Search the material for the word "Analyze" and copy every line in which it occurs.
** Opening INPUT MATERIAL block **
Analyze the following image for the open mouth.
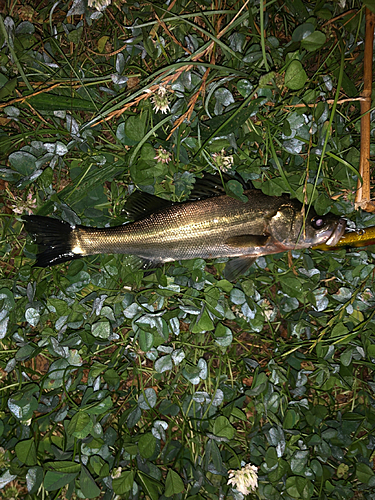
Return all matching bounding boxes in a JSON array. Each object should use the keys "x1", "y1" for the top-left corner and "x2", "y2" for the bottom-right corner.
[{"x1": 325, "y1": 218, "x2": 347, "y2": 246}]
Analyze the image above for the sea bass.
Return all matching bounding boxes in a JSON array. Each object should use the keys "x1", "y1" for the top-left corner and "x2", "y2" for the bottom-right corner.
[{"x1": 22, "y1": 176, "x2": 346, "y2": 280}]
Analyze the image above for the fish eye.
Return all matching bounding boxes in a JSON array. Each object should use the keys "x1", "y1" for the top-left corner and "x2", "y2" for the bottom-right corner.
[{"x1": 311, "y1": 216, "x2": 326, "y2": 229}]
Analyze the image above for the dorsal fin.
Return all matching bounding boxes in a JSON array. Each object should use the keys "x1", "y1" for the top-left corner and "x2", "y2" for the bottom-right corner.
** Closing INPUT MATERIAL block **
*WRITTEN ANSWER*
Analyze the following image for the open mouth.
Analyze the image above for the sea bass.
Analyze the image above for the fish eye.
Analyze the image above for the dorsal fin.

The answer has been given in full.